▶ _WRITTEN REQUEST_: Below are the entries; output exactly the lines from the one containing "Locate every instance of the green blazer" through the final line, inclusive.
⁂
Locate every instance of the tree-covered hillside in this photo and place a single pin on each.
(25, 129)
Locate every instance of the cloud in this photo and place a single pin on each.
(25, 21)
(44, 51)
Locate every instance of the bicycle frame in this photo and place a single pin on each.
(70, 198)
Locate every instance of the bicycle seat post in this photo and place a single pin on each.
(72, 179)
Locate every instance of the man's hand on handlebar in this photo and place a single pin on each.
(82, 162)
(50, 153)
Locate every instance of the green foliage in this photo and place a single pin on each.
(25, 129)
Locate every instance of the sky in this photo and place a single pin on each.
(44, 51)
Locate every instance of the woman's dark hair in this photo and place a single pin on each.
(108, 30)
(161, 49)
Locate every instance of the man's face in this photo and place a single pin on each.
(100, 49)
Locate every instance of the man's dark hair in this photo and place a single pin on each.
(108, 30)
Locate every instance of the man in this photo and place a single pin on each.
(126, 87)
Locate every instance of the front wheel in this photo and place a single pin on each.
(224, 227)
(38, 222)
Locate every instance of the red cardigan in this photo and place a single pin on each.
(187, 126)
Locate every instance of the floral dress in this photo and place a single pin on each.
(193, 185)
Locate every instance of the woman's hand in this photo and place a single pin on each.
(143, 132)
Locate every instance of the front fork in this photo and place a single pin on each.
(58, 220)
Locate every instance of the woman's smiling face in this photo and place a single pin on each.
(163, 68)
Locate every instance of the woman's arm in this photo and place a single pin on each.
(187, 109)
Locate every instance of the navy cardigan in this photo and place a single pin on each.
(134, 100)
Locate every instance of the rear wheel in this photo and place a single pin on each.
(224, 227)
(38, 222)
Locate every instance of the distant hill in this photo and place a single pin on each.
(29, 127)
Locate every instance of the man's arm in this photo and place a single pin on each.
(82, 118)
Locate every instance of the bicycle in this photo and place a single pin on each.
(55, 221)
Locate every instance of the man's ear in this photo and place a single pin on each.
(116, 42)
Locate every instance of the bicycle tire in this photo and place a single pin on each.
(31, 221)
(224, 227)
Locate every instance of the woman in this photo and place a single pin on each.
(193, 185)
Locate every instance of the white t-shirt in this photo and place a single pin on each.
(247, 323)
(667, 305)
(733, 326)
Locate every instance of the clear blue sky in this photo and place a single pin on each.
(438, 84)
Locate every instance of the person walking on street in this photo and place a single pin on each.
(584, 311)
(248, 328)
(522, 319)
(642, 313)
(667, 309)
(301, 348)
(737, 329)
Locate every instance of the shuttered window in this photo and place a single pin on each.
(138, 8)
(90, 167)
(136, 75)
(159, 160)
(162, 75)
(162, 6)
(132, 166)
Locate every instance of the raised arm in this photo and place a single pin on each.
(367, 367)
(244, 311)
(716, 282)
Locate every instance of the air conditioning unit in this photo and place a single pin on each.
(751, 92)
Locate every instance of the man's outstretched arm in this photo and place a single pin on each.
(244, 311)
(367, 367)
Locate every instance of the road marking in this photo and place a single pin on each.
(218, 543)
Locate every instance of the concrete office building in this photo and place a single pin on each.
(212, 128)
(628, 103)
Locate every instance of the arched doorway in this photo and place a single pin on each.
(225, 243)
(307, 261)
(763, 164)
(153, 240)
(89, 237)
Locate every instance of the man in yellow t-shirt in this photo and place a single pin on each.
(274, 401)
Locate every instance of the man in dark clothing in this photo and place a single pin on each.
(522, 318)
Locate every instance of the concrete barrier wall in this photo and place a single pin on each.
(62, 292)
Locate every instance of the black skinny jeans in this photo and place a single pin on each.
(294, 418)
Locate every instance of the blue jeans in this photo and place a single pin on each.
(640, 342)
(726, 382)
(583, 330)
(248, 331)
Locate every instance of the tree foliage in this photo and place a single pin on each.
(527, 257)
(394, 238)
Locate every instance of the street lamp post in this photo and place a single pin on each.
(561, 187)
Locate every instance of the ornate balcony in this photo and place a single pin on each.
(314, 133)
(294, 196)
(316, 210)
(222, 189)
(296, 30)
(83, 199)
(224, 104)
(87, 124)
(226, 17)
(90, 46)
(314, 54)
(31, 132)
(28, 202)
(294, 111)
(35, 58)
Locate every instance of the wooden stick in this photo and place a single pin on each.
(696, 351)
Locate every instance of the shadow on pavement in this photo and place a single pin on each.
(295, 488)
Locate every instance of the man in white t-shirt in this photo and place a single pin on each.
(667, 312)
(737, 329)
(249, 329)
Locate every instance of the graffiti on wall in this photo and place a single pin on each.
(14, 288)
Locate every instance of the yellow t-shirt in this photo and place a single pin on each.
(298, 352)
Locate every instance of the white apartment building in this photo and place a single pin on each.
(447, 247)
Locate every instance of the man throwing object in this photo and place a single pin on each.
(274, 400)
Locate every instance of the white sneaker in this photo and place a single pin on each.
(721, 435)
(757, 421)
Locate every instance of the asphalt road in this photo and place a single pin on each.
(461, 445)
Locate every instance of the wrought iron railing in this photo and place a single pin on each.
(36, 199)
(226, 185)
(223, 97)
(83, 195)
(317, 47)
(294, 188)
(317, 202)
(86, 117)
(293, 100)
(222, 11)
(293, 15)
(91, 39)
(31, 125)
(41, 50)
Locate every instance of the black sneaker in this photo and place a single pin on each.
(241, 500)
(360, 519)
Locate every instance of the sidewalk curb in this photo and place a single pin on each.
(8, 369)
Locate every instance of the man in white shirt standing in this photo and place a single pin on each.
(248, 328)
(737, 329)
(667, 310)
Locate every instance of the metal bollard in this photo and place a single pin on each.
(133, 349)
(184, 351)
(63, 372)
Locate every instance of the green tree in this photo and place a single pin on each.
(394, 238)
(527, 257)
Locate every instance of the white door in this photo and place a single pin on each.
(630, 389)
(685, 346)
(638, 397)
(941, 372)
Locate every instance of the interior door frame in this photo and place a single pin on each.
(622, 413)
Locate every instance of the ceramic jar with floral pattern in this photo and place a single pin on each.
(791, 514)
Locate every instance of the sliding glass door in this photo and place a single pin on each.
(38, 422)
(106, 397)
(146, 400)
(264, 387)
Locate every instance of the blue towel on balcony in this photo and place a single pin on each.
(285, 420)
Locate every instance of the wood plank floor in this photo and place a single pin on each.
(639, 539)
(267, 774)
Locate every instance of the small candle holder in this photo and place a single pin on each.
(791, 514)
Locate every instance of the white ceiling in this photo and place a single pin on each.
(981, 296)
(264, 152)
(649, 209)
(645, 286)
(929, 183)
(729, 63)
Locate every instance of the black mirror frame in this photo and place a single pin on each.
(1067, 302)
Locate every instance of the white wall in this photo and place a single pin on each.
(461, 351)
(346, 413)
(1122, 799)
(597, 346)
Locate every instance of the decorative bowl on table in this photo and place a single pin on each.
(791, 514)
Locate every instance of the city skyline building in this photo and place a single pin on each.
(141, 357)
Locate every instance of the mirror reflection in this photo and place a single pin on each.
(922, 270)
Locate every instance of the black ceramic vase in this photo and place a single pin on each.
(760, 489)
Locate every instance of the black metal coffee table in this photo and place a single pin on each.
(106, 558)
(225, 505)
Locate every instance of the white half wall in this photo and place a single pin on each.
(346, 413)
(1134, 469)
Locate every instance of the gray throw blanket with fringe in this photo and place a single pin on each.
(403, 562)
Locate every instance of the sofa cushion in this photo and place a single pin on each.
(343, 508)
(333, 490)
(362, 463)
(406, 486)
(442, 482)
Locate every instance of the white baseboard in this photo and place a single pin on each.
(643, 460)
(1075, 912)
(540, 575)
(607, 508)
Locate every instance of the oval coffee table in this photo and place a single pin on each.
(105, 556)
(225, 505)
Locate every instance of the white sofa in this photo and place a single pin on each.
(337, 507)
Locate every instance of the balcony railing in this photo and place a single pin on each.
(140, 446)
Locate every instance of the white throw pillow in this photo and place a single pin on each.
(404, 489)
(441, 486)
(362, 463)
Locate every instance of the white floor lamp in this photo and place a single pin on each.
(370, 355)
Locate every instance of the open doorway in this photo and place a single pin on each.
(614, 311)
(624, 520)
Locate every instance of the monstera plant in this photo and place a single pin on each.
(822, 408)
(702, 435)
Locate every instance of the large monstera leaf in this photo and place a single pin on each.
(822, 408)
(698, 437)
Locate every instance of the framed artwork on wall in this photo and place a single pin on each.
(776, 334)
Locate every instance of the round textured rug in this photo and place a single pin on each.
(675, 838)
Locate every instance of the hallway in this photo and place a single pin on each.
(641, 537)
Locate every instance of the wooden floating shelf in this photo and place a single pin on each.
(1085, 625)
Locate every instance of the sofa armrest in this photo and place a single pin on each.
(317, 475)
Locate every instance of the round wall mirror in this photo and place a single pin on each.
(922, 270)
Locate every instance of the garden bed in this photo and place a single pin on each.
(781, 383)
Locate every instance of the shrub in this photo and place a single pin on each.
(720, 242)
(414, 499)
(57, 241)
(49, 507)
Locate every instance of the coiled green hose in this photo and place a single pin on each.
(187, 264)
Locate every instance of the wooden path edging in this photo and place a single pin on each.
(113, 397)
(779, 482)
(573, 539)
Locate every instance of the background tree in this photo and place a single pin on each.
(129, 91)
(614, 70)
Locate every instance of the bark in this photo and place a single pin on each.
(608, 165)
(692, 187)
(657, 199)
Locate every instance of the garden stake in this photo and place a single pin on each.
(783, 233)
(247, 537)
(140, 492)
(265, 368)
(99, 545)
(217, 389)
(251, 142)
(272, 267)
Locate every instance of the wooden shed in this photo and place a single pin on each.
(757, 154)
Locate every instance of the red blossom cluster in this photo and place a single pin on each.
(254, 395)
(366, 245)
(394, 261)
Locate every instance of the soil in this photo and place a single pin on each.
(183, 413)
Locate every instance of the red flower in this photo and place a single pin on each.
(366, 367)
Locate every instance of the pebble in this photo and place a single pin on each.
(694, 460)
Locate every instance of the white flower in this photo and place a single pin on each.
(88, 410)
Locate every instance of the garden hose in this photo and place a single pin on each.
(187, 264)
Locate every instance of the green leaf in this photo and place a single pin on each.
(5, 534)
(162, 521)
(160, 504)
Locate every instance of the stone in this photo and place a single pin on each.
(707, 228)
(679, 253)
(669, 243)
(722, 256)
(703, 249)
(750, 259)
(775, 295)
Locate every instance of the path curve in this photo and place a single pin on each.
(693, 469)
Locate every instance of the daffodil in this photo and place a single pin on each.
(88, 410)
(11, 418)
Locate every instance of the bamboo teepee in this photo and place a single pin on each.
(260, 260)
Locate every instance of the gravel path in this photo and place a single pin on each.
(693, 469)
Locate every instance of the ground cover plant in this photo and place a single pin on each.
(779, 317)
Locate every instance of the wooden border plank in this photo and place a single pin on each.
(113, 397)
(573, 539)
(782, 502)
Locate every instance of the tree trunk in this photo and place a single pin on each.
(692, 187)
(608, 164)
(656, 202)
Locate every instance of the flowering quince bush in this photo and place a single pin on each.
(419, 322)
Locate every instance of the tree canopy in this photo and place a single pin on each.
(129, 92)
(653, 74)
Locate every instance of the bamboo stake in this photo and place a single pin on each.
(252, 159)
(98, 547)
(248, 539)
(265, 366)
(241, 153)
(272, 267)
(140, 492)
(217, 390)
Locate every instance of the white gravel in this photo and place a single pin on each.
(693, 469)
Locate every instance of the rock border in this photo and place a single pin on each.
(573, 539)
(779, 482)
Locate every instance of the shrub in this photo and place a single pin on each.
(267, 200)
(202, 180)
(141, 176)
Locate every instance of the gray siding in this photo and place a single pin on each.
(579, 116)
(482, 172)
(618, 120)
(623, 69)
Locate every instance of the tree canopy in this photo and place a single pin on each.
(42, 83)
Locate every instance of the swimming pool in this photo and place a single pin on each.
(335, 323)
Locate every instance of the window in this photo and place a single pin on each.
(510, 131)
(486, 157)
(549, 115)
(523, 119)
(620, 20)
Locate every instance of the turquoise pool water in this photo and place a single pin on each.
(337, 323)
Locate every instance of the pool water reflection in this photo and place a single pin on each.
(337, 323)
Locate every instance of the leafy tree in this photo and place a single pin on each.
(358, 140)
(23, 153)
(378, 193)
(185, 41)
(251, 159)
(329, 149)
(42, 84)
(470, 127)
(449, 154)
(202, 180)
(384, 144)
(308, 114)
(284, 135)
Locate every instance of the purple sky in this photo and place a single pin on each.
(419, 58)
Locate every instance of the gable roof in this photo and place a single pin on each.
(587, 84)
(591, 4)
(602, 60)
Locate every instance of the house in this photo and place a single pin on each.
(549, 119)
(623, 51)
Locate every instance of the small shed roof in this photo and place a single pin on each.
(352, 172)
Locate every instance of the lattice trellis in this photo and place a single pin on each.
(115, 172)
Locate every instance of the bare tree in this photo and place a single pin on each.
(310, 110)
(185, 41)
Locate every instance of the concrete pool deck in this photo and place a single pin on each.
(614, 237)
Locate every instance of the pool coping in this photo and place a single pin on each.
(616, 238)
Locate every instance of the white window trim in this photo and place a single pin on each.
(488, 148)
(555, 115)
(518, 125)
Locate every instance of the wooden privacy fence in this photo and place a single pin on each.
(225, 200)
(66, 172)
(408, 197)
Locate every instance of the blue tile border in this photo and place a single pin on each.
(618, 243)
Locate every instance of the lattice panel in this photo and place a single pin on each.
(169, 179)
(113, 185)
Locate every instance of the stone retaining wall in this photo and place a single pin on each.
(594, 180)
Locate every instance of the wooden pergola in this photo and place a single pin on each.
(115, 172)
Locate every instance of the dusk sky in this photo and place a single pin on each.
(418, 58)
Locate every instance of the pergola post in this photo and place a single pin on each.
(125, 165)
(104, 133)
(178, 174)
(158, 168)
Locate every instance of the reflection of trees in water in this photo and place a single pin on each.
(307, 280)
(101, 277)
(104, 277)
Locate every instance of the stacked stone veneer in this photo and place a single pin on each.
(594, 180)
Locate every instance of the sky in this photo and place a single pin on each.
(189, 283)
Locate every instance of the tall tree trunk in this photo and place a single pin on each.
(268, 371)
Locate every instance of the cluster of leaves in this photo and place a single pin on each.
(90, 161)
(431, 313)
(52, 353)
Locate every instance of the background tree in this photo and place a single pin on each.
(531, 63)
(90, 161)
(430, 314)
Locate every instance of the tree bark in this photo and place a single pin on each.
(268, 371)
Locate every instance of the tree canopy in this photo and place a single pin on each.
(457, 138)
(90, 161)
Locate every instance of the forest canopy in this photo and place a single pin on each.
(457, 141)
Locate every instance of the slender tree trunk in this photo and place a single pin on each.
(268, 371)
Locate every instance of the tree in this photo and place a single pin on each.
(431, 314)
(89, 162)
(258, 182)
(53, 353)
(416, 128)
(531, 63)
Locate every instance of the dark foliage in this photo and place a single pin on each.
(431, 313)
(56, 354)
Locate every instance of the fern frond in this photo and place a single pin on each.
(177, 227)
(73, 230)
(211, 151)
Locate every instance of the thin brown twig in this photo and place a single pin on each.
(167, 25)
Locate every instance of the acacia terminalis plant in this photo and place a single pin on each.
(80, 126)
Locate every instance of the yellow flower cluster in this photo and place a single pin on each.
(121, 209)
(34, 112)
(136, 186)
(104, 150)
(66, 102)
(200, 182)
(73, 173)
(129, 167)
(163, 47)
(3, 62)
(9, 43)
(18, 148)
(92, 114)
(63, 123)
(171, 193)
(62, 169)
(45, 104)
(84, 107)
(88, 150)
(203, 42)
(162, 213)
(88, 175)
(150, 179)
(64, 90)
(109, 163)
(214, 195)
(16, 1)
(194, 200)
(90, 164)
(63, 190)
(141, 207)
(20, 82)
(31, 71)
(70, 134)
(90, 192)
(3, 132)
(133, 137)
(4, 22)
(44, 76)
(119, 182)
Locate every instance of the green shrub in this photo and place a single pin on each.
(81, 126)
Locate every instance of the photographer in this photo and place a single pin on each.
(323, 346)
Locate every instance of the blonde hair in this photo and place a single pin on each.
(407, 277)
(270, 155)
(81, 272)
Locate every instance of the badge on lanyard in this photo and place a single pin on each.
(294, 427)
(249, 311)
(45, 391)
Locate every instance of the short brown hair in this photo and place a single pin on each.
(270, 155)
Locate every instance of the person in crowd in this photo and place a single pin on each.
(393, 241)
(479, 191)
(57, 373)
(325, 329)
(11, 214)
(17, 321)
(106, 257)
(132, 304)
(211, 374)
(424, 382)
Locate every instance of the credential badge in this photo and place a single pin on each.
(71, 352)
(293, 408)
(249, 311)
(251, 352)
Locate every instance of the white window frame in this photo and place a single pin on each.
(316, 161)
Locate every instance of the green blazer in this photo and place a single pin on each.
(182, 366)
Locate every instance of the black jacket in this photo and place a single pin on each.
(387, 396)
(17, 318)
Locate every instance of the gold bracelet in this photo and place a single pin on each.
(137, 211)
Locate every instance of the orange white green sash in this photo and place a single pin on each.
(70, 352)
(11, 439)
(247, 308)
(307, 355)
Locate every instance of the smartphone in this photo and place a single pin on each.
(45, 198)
⁂
▶ _SOLUTION TO THIS TASK_:
Locate every instance of the green blazer in this photo and place a single pin on each.
(182, 366)
Locate every instance of the black jacket in this photo and place a single pin on each.
(387, 396)
(17, 318)
Locate every instance of the gold bracelet in this photo and place a single pin on each.
(137, 211)
Locate every instance of the orange white green sash in this photo and place a single pin on each.
(70, 352)
(11, 439)
(247, 308)
(307, 355)
Locate every instance of the smartphone in this photo and place a single pin on each.
(45, 198)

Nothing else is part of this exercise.